_PROBLEM A_
In the text on the QIC questionnaire instrument, how many cases per item are generally recommended for a factor analysis?
_PROBLEM B_
Continue the text on the QIC questionnaire instrument from its last sentence.

_EXTRACTED TEXT_
-- -- --

Table 5 Overview of questionnaire scales

Although only in the first stages of development and validation, our instrument seems a promising tool that will be able to provide healthcare workers, facilitators, managers, and researchers with a more specific understanding of success determinants in approaches to collaborative quality improvement. Participant completion of the QIC instrument during or after the QIC will provide researchers, healthcare workers, facilitators, and managers with an objective measure of the perceived success of determinants in a QIC. In addition, with a little rephrasing, the instrument can be applied as a checklist to prospectively guide initiators and facilitators of a QIC by providing information on how to carry out a collaborative with theoretically optimal chances of success. This information can be used to adapt the performance of the QIC during (for current participants) or after (for future participants) the QIC. Thus, hospital managers, project teams, external change agents, researchers, and other interested public parties may benefit from this instrument since it provides ready information relevant to real-time adjustments, intake procedures, and further research.


Our testing has some limitations. First, a few remarks must be made with regard to the sample size. Different standards are applied for the number to cases ratio of items for a factor analysis versus a principal component analysis. Five to ten cases for each item are generally recommended [23, 24]. Others state that the most important issues in determining reliable factor solutions are the absolute sample size and the absolute magnitude of factor loadings. For example, Guadagnoli and Velicer [25] state that a factor with four or more loadings greater than 0.6 is reliable, regardless of sample size. In our analysis, 7 out of 7 (factor 1), 10 out of 18 (factor 2), and 9 out of 15 items (factor 3) showed loadings > 0.60.

-- -- --

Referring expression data
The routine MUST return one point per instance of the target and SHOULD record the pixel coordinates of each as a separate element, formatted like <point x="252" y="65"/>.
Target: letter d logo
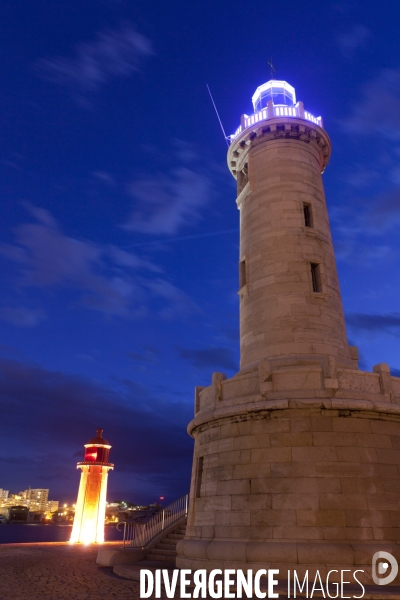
<point x="383" y="567"/>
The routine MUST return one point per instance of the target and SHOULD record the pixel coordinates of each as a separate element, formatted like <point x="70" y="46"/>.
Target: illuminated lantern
<point x="90" y="508"/>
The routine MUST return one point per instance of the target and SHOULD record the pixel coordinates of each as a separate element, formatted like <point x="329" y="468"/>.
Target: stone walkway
<point x="58" y="571"/>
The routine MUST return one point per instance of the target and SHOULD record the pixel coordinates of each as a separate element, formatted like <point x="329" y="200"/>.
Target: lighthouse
<point x="296" y="457"/>
<point x="90" y="508"/>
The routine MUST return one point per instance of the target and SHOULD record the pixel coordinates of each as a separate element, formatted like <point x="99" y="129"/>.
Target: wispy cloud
<point x="103" y="278"/>
<point x="166" y="203"/>
<point x="210" y="358"/>
<point x="114" y="53"/>
<point x="353" y="40"/>
<point x="21" y="316"/>
<point x="377" y="111"/>
<point x="389" y="323"/>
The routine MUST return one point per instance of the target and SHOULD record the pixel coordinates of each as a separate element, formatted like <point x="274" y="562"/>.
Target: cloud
<point x="149" y="354"/>
<point x="384" y="212"/>
<point x="114" y="53"/>
<point x="164" y="204"/>
<point x="377" y="111"/>
<point x="54" y="414"/>
<point x="104" y="177"/>
<point x="355" y="39"/>
<point x="104" y="278"/>
<point x="23" y="317"/>
<point x="389" y="323"/>
<point x="210" y="358"/>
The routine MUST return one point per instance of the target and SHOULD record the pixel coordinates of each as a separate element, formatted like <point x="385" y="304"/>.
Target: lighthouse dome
<point x="280" y="92"/>
<point x="98" y="440"/>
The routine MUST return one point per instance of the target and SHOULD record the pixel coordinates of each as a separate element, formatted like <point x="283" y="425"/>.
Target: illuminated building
<point x="90" y="508"/>
<point x="296" y="457"/>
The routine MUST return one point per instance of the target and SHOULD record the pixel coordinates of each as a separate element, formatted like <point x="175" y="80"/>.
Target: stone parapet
<point x="318" y="381"/>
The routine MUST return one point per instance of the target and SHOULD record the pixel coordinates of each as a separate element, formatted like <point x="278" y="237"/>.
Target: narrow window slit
<point x="316" y="277"/>
<point x="242" y="273"/>
<point x="307" y="211"/>
<point x="199" y="476"/>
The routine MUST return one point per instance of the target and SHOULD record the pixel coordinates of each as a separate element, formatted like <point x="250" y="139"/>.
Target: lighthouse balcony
<point x="91" y="463"/>
<point x="272" y="111"/>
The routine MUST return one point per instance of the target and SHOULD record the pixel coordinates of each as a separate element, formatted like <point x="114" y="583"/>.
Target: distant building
<point x="52" y="506"/>
<point x="37" y="497"/>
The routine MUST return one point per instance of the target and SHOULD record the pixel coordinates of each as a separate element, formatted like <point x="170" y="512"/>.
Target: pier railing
<point x="137" y="535"/>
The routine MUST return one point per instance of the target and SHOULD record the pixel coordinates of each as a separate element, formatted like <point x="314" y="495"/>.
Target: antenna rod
<point x="220" y="122"/>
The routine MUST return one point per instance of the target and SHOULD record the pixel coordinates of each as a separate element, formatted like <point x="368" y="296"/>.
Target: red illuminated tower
<point x="91" y="503"/>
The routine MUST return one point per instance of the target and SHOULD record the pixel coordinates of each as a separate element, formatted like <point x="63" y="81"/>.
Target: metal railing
<point x="137" y="535"/>
<point x="276" y="111"/>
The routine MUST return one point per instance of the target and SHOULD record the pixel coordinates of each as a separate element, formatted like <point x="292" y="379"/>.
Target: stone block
<point x="252" y="502"/>
<point x="325" y="554"/>
<point x="333" y="438"/>
<point x="321" y="518"/>
<point x="263" y="426"/>
<point x="293" y="469"/>
<point x="352" y="425"/>
<point x="362" y="455"/>
<point x="368" y="518"/>
<point x="364" y="485"/>
<point x="295" y="501"/>
<point x="301" y="424"/>
<point x="233" y="487"/>
<point x="271" y="455"/>
<point x="383" y="502"/>
<point x="278" y="552"/>
<point x="314" y="454"/>
<point x="321" y="424"/>
<point x="387" y="533"/>
<point x="368" y="440"/>
<point x="251" y="441"/>
<point x="385" y="427"/>
<point x="290" y="439"/>
<point x="274" y="518"/>
<point x="388" y="456"/>
<point x="343" y="501"/>
<point x="252" y="471"/>
<point x="297" y="533"/>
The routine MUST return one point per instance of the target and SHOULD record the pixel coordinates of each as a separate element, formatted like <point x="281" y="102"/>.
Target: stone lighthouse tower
<point x="90" y="509"/>
<point x="297" y="457"/>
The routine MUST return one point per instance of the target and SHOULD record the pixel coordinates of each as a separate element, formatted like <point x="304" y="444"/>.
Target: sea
<point x="12" y="533"/>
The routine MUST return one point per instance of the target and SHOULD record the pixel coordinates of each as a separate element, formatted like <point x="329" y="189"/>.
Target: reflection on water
<point x="37" y="532"/>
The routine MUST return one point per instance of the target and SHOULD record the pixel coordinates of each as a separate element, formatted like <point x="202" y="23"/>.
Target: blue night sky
<point x="119" y="228"/>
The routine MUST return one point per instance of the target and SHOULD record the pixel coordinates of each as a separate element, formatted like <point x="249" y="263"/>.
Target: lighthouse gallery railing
<point x="137" y="535"/>
<point x="275" y="111"/>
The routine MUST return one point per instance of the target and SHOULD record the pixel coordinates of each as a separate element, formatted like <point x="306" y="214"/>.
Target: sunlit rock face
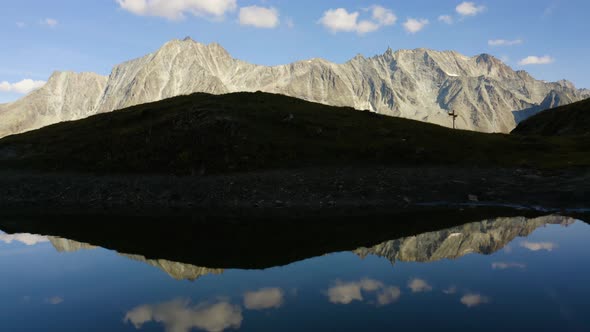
<point x="418" y="84"/>
<point x="65" y="245"/>
<point x="485" y="237"/>
<point x="176" y="270"/>
<point x="66" y="96"/>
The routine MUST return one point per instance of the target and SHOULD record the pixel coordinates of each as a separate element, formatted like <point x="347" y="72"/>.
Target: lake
<point x="497" y="274"/>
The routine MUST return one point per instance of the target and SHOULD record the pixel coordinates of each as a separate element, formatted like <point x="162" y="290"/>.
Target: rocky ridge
<point x="418" y="84"/>
<point x="485" y="237"/>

-- -- --

_EXERCISE RESPONSE A_
Five to ten cases for each item.

_EXERCISE RESPONSE B_
Second, we were unable to test the temporal reliability, so we could not compute a test-retest reliability coefficient and did not assess the discriminating capacity. Third, we tested our instrument by using it as a measurement instrument to retrospectively collect information about perceived determinants of success. Appropriately applying the instrument prospectively (as a checklist) may require the same steps as for testing construct validity and internal consistency. Finally, the relatively high scores of the 44 multidisciplinary improvement teams that completed the instrument in this study do suggest that most determinants or conditions in these specific collaboratives were present or fulfilled. These scores are not necessarily applicable to other teams or QIC initiatives. As participating teams vary in their individual performance and amount of improvement, further research is needed to quantitatively determine its usefulness in explaining the differences of success between teams participating in a QIC.

Many experts and researchers involved in QICs have pointed out that it would be helpful to understand which success factors are associated with outcomes in QICs. It is therefore important to have access to assessment tools that have undergone evaluation and have been proven to be valid and reliable. This study shows that the psychometric properties of this newly developed instrument are satisfactory. Further research to refine the instrument and link its outcomes to key effect parameters is needed to estimate its usefulness in quantitatively explaining the differences of success in a QIC.